Collected data entries
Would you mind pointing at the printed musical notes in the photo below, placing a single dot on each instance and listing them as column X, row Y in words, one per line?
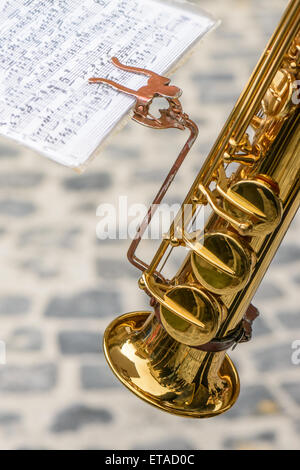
column 48, row 50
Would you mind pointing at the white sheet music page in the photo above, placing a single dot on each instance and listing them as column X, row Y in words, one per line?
column 49, row 49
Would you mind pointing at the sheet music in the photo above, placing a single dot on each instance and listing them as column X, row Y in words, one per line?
column 49, row 49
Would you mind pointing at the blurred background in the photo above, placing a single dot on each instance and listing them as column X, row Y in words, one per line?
column 60, row 286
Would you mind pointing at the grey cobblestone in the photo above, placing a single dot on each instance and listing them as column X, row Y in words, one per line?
column 15, row 208
column 23, row 179
column 89, row 304
column 8, row 419
column 114, row 269
column 275, row 357
column 93, row 182
column 165, row 444
column 25, row 339
column 74, row 417
column 293, row 389
column 37, row 378
column 290, row 319
column 96, row 377
column 14, row 305
column 254, row 400
column 79, row 342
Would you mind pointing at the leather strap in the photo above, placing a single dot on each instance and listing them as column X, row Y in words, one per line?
column 241, row 334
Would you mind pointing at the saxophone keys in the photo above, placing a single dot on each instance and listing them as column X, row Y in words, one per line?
column 277, row 102
column 199, row 304
column 223, row 263
column 256, row 202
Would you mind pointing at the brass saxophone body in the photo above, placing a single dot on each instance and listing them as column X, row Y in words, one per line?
column 174, row 357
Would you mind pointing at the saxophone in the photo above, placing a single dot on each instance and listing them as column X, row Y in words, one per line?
column 174, row 356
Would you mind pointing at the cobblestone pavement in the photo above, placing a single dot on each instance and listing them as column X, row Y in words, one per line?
column 60, row 286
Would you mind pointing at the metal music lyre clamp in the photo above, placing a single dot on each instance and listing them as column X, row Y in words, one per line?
column 171, row 117
column 157, row 86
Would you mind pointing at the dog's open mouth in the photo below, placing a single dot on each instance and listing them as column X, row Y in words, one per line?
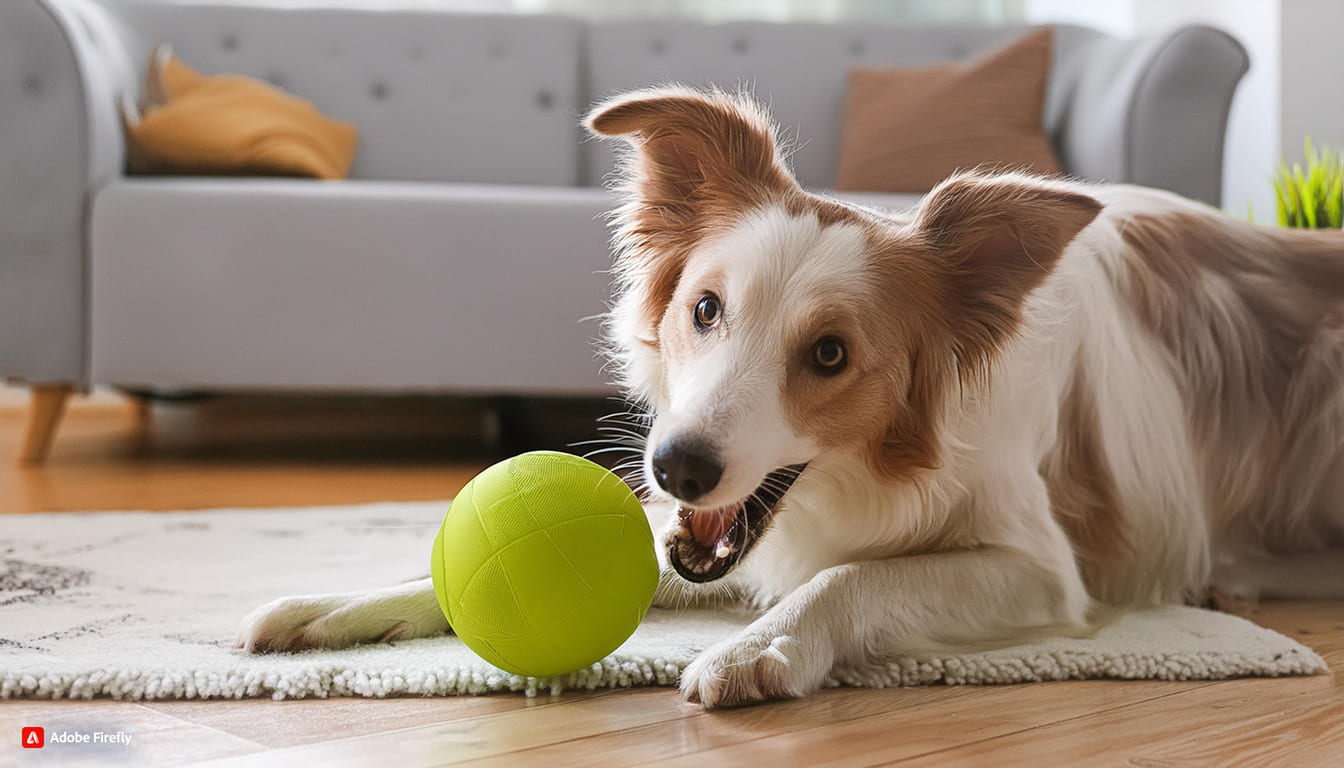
column 707, row 544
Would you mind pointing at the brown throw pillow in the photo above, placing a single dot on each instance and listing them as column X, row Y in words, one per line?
column 231, row 125
column 906, row 129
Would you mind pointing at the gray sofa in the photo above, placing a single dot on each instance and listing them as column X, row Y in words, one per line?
column 468, row 245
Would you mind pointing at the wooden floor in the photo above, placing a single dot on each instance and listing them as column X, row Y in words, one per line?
column 292, row 452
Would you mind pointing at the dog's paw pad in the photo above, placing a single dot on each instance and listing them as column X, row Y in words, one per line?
column 750, row 669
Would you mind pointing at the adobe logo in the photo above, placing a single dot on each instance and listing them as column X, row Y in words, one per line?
column 34, row 737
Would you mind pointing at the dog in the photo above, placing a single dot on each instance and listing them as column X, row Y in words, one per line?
column 1020, row 406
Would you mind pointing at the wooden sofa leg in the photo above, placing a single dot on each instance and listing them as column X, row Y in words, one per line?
column 46, row 406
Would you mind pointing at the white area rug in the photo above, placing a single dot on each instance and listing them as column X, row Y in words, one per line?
column 145, row 605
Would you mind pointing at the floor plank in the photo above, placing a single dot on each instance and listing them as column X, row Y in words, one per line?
column 156, row 739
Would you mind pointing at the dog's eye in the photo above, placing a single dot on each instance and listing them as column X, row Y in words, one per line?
column 828, row 355
column 707, row 312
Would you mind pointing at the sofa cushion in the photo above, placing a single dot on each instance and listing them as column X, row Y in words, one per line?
column 383, row 285
column 907, row 128
column 797, row 69
column 297, row 284
column 410, row 80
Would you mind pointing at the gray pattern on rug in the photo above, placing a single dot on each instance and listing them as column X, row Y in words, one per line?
column 145, row 605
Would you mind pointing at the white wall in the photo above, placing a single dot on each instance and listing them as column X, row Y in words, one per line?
column 1312, row 65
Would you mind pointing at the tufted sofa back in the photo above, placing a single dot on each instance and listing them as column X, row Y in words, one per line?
column 437, row 96
column 799, row 69
column 441, row 96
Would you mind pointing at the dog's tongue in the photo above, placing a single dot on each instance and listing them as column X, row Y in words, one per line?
column 708, row 526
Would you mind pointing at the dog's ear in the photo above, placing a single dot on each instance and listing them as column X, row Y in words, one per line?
column 695, row 162
column 995, row 238
column 692, row 147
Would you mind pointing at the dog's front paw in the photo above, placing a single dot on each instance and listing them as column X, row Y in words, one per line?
column 311, row 622
column 340, row 620
column 756, row 667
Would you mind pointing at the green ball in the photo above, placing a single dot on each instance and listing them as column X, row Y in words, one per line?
column 544, row 564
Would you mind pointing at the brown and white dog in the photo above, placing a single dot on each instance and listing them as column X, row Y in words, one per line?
column 1018, row 406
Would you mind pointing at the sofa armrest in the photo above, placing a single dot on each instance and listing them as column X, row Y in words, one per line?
column 61, row 139
column 1149, row 112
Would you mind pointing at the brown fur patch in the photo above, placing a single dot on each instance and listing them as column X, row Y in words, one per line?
column 696, row 163
column 1253, row 319
column 1082, row 490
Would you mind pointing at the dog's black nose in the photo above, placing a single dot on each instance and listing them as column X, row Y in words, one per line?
column 687, row 468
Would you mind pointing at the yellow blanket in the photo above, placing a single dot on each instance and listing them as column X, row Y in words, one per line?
column 231, row 125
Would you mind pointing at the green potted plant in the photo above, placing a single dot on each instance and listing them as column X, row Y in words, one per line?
column 1312, row 197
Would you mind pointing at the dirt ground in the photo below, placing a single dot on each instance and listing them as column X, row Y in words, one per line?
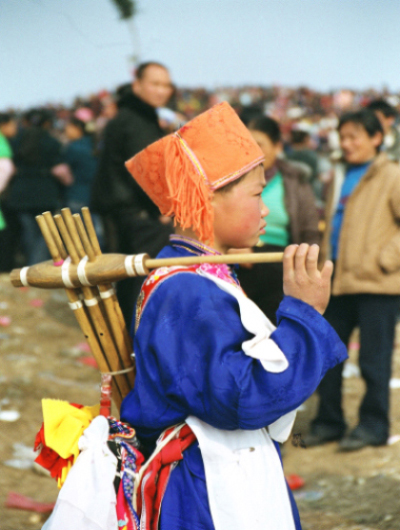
column 40, row 356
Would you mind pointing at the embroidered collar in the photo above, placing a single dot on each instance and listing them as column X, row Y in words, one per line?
column 192, row 245
column 222, row 271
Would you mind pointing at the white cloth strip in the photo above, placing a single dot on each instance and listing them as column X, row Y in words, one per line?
column 107, row 294
column 139, row 265
column 91, row 301
column 82, row 273
column 23, row 276
column 119, row 372
column 128, row 266
column 65, row 274
column 75, row 305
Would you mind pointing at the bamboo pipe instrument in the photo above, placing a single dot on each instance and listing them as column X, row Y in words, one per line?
column 90, row 301
column 69, row 233
column 97, row 251
column 114, row 267
column 58, row 252
column 107, row 294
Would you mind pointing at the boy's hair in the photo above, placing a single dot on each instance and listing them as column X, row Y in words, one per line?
column 383, row 106
column 142, row 67
column 232, row 184
column 267, row 126
column 366, row 118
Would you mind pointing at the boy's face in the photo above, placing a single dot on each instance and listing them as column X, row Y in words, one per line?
column 239, row 213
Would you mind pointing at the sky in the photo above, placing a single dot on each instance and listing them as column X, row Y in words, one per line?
column 54, row 50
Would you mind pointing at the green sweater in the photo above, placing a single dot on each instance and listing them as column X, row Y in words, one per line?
column 273, row 196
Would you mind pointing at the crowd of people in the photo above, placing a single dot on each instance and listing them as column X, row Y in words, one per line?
column 326, row 155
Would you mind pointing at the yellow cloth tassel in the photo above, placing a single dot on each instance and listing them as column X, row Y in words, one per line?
column 64, row 425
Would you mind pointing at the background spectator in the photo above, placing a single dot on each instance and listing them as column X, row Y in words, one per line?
column 363, row 238
column 292, row 217
column 136, row 225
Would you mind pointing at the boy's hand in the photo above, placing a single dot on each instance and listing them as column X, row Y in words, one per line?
column 303, row 280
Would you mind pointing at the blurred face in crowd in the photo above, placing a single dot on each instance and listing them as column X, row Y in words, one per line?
column 9, row 129
column 386, row 121
column 155, row 87
column 357, row 146
column 269, row 149
column 73, row 132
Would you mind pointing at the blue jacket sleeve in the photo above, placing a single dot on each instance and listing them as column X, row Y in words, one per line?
column 189, row 354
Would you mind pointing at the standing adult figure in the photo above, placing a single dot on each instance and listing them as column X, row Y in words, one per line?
column 363, row 239
column 292, row 217
column 135, row 220
column 387, row 115
column 39, row 181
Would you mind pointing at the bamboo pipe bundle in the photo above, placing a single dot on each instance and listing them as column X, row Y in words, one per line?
column 99, row 316
column 58, row 253
column 114, row 267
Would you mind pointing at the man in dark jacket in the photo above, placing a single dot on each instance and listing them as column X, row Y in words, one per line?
column 135, row 220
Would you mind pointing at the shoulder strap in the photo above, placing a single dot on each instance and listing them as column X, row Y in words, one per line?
column 154, row 279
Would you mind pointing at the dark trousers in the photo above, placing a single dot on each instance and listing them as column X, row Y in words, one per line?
column 376, row 317
column 137, row 233
column 263, row 283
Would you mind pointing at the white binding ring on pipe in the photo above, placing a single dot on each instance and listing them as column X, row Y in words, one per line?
column 139, row 265
column 82, row 273
column 23, row 276
column 107, row 294
column 119, row 372
column 130, row 270
column 91, row 301
column 65, row 274
column 75, row 305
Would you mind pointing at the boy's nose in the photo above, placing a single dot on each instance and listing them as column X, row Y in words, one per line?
column 264, row 210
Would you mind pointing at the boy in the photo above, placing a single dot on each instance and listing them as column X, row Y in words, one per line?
column 205, row 354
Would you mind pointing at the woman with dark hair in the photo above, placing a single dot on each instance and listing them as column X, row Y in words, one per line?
column 292, row 219
column 363, row 239
column 79, row 155
column 39, row 180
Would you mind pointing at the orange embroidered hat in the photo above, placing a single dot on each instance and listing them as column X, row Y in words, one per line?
column 181, row 171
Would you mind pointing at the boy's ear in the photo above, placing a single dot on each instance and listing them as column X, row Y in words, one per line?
column 377, row 139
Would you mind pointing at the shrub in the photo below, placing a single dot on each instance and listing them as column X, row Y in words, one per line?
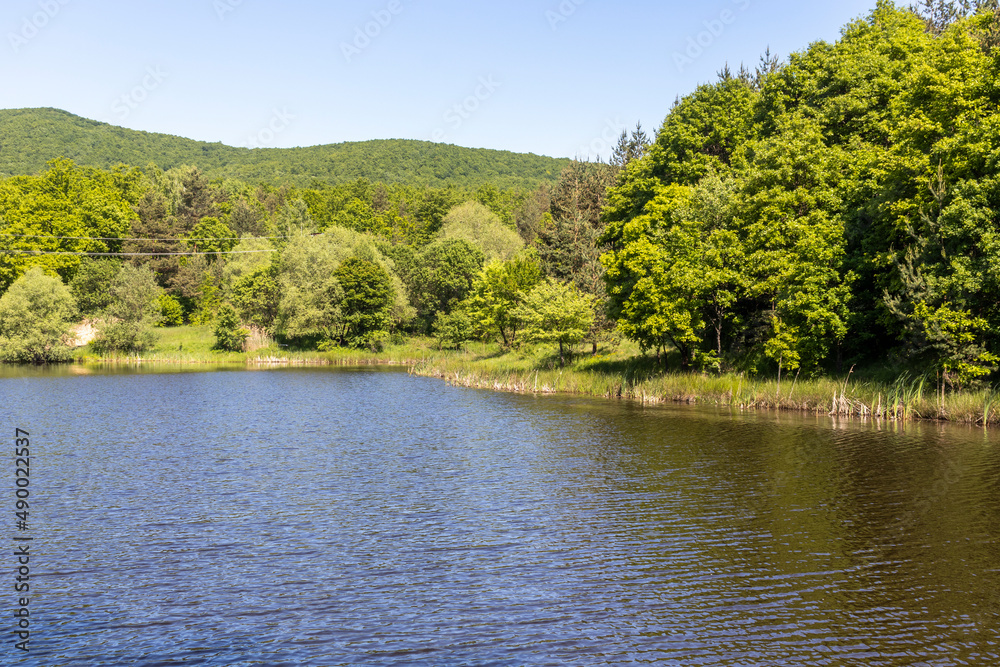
column 229, row 334
column 35, row 316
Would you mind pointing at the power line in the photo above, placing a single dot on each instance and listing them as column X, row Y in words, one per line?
column 130, row 254
column 115, row 238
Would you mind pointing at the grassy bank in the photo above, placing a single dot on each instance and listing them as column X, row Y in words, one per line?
column 193, row 345
column 620, row 373
column 626, row 374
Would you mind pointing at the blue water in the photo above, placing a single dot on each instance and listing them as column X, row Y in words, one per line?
column 338, row 517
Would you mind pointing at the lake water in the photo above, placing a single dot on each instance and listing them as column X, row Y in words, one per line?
column 340, row 517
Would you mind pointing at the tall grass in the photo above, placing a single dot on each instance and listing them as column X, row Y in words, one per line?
column 907, row 397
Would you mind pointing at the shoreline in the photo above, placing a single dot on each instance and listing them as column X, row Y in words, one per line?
column 617, row 374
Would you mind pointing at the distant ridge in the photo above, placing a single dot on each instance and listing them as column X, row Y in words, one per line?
column 31, row 137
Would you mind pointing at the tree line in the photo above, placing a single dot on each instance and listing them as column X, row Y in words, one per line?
column 838, row 207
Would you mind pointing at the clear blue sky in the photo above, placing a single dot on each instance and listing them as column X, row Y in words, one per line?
column 553, row 77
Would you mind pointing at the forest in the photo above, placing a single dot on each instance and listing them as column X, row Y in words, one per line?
column 838, row 207
column 33, row 137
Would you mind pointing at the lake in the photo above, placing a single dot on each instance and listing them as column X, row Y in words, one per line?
column 342, row 517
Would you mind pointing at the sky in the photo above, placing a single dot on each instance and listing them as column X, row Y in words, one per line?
column 553, row 77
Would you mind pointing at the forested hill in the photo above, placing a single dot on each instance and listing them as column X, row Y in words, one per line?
column 31, row 137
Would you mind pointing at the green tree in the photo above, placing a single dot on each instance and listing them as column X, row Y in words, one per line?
column 367, row 302
column 134, row 308
column 64, row 210
column 35, row 317
column 476, row 224
column 443, row 276
column 171, row 311
column 212, row 235
column 555, row 312
column 91, row 285
column 257, row 297
column 230, row 335
column 497, row 293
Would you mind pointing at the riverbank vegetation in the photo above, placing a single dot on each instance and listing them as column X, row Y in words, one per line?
column 788, row 223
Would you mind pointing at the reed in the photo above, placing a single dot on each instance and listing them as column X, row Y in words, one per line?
column 637, row 378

• What you should do: Give back, exactly and with nothing added, the lines from the line containing "Would you mind pointing at the reed" through the final line of the records above, both of them included.

• Solution:
Would you mind pointing at the reed in the photo above, placing a single dot on each instance and listing them as column X, row Y in words, one per line?
column 637, row 378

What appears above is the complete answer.